WHAT YOU NEED TO DO
Rewrite the rows below, from the line holding "Practice step: identify the advertisement" through the end of the rows, with both ends included. Keep each request line as it is, and rescale every point coordinate in the answers by multiplying it by 1.2 and rounding to the nearest whole number, with halves rounded up.

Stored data
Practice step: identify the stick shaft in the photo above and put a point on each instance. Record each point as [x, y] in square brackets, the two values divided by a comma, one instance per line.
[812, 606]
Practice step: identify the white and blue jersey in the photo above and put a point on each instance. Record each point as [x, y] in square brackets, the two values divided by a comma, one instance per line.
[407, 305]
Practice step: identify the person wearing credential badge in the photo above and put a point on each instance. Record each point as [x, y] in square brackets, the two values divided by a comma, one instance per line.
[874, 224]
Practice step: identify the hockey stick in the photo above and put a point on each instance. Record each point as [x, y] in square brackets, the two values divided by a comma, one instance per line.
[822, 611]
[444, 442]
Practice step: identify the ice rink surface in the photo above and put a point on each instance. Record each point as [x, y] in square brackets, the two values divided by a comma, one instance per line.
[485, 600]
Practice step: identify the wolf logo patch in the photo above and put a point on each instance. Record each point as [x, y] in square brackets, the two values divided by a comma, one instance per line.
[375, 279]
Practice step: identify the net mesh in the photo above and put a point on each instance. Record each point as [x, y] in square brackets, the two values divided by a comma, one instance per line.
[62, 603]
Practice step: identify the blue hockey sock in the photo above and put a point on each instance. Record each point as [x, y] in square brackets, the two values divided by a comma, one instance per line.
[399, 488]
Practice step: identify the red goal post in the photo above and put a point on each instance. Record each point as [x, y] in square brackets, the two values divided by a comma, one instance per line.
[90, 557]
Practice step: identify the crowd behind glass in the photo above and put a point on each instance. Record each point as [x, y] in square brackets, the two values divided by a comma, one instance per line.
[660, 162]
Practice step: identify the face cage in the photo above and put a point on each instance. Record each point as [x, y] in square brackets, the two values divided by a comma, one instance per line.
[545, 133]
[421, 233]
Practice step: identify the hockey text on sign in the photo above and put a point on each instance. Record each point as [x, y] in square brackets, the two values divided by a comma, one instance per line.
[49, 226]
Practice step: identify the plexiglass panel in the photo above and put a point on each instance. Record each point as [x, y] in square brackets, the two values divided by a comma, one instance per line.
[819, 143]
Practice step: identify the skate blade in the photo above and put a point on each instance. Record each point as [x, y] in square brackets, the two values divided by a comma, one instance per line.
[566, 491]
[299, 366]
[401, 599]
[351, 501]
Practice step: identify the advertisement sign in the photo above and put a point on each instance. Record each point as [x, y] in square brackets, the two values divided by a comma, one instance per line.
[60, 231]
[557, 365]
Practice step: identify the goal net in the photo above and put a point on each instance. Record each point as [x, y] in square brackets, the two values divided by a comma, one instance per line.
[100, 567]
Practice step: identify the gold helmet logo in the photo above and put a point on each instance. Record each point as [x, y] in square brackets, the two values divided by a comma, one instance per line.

EXERCISE ANSWER
Practice step: identify the advertisement sign in the photo above and put a point on each instance. Record each point as [x, y] in square brackets, the two values divided by a comma, one instance per line.
[72, 277]
[668, 438]
Practice step: identify the goal net in the photo above and put a point on each instance. Record each point as [x, y] in square brackets, the two values divided by a comma, one instance per line.
[120, 680]
Practice step: identify the gold helmet logo in the photo above and put a point on each instance. Record each point as [x, y] in square brackets, the two values divided by a comma, one instance per line.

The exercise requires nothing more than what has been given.